§ **Extracted text**
▬▬▬▬▬▬

Even beyond the present public health and economic emergencies are a range of additional consequences — to personal lifestyles, consumer behavior, business planning, civil order and political behavior — that are only now emerging and are very poorly understood. While few people expect life to immediately resume its pre-pandemic patterns, little is known about the exact manner in which the future will evolve. However, these secondary consequences may prove to be more impactful than the pandemic itself.

Managing a single system-changing crisis is a herculean objective. Based upon the current response to twin pandemic and economic crises, there should be grave concern over our ability to address two or more such crises simultaneously in the future. And yet that is the scenario that awaits us and merits substantial re-thinking and new investments across multiple public and private institutions.

Worse-case scenarios

Looking to the future, we are likely to encounter multiple, simultaneous, system-level crises that threaten public health, disable critical infrastructure, require massive population evacuations, disrupt major supply chains for food and other key products and de-stabilize public confidence in the integrity of the financial and political systems. Such crises could emerge from cyber warfare, climate change, newer and more virile pandemics or large-scale refugee migrations (to name a few) — individually or in combination.

Imagine, for example, that a major hurricane with multiple times the storm surge of 2012’s Hurricane Sandy struck the eastern United States from Miami to Boston. This event would be catastrophic for people and infrastructure. If followed by a major cyberattack from China, Iran or Russia that disabled the electricity grid and the financial system, the risks of physical and social destruction would rise dramatically. Such scenarios are not hypothetical as all three nations have introduced malware or conducted disruptions on a smaller scale to achieve these outcomes.

How can we better prepare for this next potential set of game-changing risks that could undermine life as we have known it? Five steps are essential.

  • First, invest in research and analysis of high-probability risk scenarios and strengthen evidence-based systems that convert constantly changing information into options for policymakers and the public.
  • Second, formally train business executives and policymakers at all levels of government so they understand how such probability-based scenarios work and know how to practice and apply them.
  • Third, upgrade the capacity of public health and emergency response, financial and supply-chain institutions to test their individual resilience and ability to collaborate effectively.

▬▬▬▬▬▬

§ **Tasks for this exercise**
a - From the text on simultaneous crises, what are the answers to these?
(i) What is called a herculean objective?
(ii) Which three nations are named as possible sources of a major cyberattack?
(iii) How many steps does the text call essential?
b - Quote the text on simultaneous crises, starting with "How can we better" and going on through "and the public.".

(Saved entries)
▬▬▬▬▬▬

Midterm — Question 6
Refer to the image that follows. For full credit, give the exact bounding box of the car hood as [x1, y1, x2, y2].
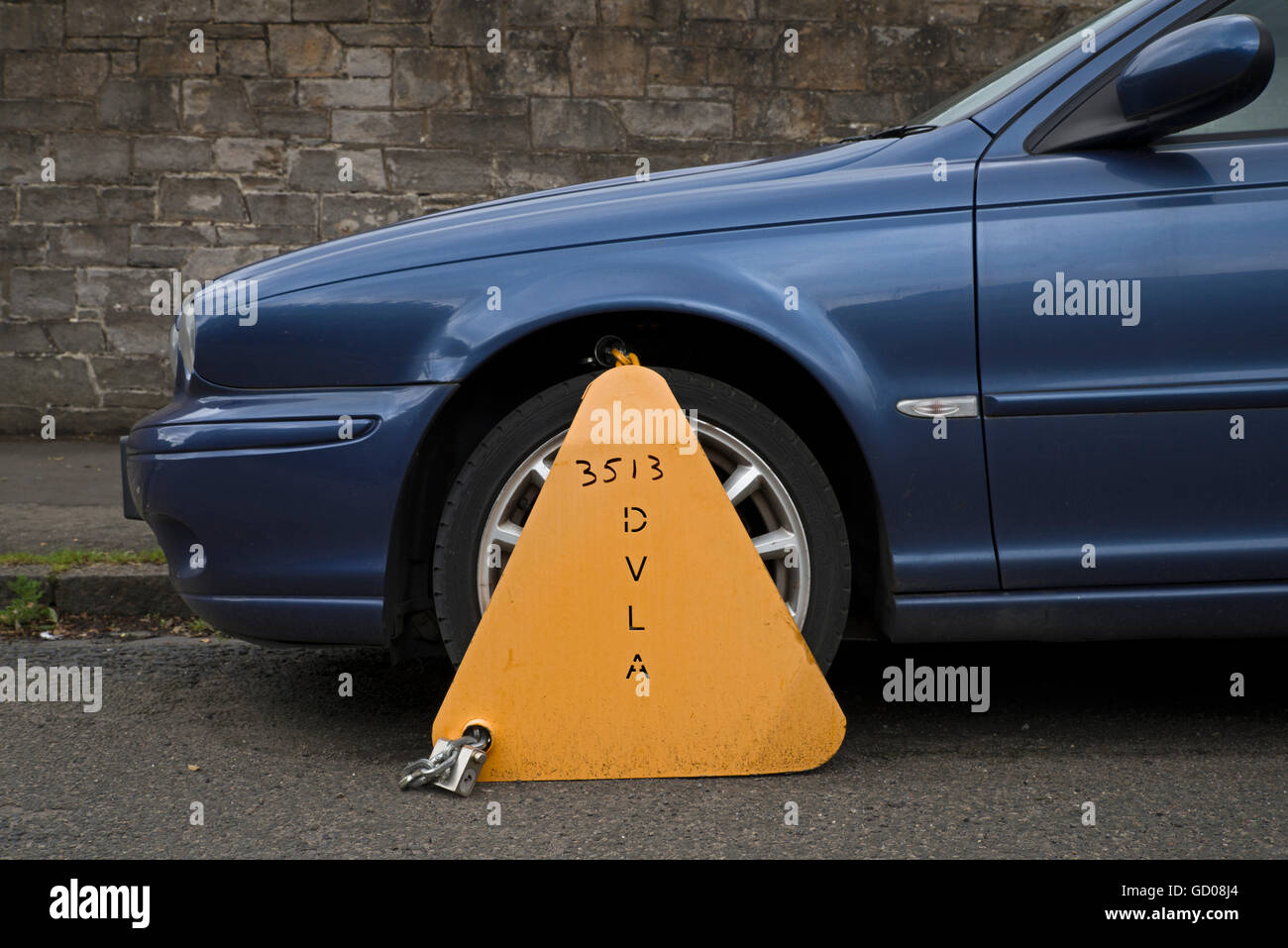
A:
[213, 139, 916, 299]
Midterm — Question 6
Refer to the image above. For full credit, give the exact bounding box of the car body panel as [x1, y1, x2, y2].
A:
[126, 385, 456, 642]
[976, 4, 1288, 590]
[125, 0, 1288, 642]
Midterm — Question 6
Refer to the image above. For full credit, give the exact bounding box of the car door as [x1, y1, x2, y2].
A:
[976, 0, 1288, 588]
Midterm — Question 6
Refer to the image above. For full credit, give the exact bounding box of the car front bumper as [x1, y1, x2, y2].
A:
[121, 385, 456, 644]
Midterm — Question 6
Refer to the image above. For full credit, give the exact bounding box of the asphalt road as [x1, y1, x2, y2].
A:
[0, 438, 158, 553]
[0, 639, 1288, 858]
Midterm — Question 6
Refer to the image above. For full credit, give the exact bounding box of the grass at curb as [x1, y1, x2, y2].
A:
[0, 546, 164, 574]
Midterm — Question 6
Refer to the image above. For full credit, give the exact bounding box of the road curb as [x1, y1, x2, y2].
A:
[0, 563, 192, 616]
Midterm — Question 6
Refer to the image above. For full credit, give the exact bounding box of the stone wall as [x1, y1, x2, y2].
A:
[0, 0, 1111, 434]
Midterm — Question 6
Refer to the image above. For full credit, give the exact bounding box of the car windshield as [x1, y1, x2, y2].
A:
[911, 0, 1153, 125]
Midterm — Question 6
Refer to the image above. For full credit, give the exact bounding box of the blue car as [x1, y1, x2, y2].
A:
[123, 0, 1288, 668]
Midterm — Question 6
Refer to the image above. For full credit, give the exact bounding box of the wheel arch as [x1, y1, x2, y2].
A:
[385, 308, 888, 655]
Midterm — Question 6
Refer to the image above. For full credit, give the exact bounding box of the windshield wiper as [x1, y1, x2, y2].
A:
[838, 125, 939, 145]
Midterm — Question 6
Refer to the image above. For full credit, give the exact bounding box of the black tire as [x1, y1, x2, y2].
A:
[432, 369, 851, 671]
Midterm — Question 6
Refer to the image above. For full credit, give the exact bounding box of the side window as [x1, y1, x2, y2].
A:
[1180, 0, 1288, 138]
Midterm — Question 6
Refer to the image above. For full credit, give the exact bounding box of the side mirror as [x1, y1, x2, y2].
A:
[1029, 16, 1275, 154]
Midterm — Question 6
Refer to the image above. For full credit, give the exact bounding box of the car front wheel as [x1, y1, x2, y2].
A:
[432, 369, 850, 671]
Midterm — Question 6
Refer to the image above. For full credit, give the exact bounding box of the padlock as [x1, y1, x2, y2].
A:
[434, 741, 486, 796]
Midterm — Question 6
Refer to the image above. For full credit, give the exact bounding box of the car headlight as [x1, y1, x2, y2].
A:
[170, 293, 197, 373]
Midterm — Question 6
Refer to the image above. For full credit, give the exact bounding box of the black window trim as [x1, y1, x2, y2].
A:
[1024, 0, 1288, 155]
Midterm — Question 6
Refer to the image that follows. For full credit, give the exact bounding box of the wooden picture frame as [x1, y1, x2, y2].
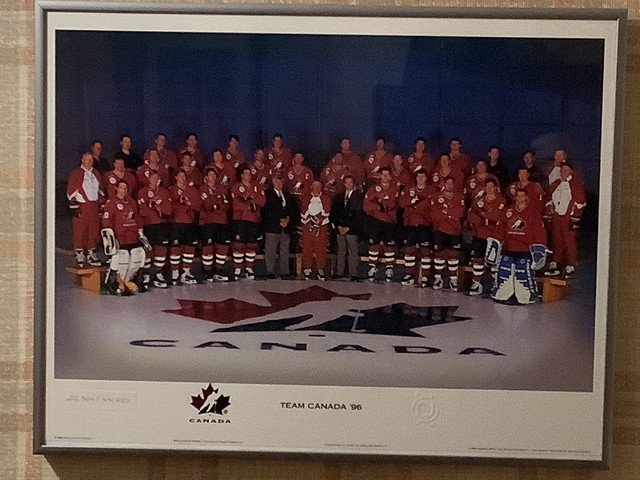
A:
[34, 1, 626, 467]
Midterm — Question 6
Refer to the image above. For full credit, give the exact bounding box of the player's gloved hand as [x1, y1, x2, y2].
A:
[529, 243, 548, 270]
[571, 217, 580, 230]
[69, 200, 80, 218]
[138, 228, 151, 251]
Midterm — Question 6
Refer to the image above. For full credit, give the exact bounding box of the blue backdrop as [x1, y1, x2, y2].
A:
[56, 31, 603, 189]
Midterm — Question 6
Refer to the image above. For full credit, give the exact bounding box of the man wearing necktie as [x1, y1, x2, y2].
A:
[330, 175, 362, 282]
[262, 176, 300, 279]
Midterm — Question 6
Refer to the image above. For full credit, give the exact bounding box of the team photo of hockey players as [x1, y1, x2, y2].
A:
[55, 27, 606, 392]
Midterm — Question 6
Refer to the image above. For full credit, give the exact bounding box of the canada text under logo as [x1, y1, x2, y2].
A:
[189, 384, 231, 423]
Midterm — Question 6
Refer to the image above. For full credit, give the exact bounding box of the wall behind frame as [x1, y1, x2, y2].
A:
[0, 0, 640, 480]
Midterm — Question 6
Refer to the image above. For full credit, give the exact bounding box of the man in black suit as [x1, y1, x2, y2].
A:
[262, 177, 300, 279]
[330, 175, 362, 282]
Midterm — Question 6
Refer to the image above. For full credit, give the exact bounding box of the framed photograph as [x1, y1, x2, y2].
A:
[34, 2, 626, 466]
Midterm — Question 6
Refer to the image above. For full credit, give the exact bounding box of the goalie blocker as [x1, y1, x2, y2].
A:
[100, 228, 151, 295]
[485, 237, 548, 305]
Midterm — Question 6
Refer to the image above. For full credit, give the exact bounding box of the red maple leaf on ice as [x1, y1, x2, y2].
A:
[163, 285, 371, 325]
[191, 384, 218, 410]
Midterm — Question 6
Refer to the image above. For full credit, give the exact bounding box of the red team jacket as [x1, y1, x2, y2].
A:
[284, 166, 313, 198]
[264, 147, 293, 176]
[136, 163, 171, 188]
[199, 184, 231, 225]
[431, 192, 465, 235]
[427, 168, 464, 192]
[207, 162, 236, 187]
[398, 184, 436, 226]
[547, 175, 587, 217]
[462, 173, 502, 200]
[300, 192, 331, 226]
[391, 168, 414, 191]
[362, 180, 398, 223]
[169, 184, 202, 223]
[138, 185, 172, 225]
[67, 167, 104, 203]
[467, 190, 506, 238]
[231, 182, 267, 223]
[407, 152, 436, 178]
[102, 196, 142, 246]
[251, 163, 271, 190]
[364, 151, 393, 180]
[104, 170, 138, 198]
[494, 205, 547, 252]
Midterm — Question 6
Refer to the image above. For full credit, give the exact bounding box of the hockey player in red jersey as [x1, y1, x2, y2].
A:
[265, 133, 293, 177]
[462, 160, 500, 205]
[431, 175, 465, 291]
[180, 152, 202, 190]
[102, 180, 149, 295]
[169, 170, 202, 285]
[104, 158, 138, 198]
[467, 178, 506, 295]
[284, 152, 313, 202]
[320, 152, 351, 197]
[207, 150, 237, 188]
[138, 172, 171, 288]
[398, 170, 436, 287]
[67, 152, 104, 267]
[545, 163, 587, 277]
[136, 150, 170, 189]
[362, 167, 398, 282]
[429, 154, 464, 192]
[300, 180, 331, 281]
[364, 137, 393, 189]
[231, 165, 266, 280]
[199, 168, 231, 282]
[485, 189, 547, 304]
[407, 137, 436, 178]
[251, 148, 272, 190]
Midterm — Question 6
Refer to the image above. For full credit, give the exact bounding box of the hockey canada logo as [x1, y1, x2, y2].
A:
[191, 384, 231, 415]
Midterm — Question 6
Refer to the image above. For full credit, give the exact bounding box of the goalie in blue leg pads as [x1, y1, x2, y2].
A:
[491, 252, 538, 305]
[529, 243, 551, 271]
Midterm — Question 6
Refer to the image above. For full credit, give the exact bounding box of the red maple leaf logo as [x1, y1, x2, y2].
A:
[163, 285, 371, 325]
[191, 384, 218, 410]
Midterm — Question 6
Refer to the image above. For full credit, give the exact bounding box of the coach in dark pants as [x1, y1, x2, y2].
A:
[330, 175, 362, 281]
[262, 177, 300, 278]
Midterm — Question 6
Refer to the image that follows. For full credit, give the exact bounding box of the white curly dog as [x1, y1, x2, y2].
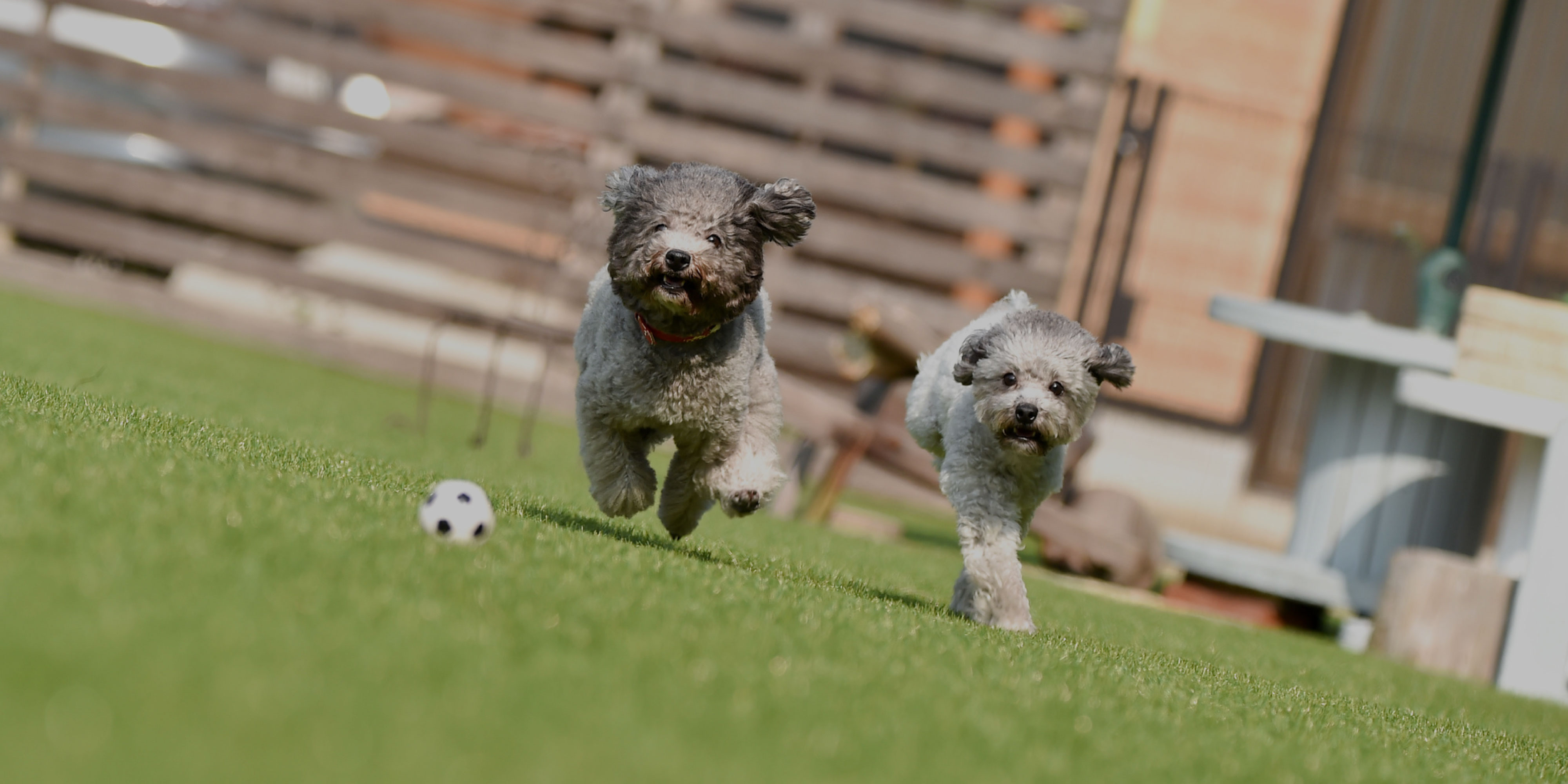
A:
[574, 163, 815, 539]
[906, 292, 1134, 632]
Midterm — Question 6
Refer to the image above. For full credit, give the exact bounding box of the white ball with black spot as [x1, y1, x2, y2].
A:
[419, 480, 495, 543]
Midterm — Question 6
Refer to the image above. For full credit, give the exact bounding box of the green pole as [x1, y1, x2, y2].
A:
[1443, 0, 1524, 248]
[1416, 0, 1524, 334]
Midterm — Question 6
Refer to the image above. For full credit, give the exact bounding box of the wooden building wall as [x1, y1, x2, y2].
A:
[1058, 0, 1342, 425]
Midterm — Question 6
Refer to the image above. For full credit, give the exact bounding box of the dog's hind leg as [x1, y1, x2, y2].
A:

▬▬▬▬▬▬

§ **Answers to the tasks**
a -
(i) Managing a single system-changing crisis.
(ii) China, Iran and Russia.
(iii) Five.

b -
How can we better prepare for this next potential set of game-changing risks that could undermine life as we have known it? Five steps are essential.

  • First, invest in research and analysis of high-probability risk scenarios and strengthen evidence-based systems that convert constantly changing information into options for policymakers and the public.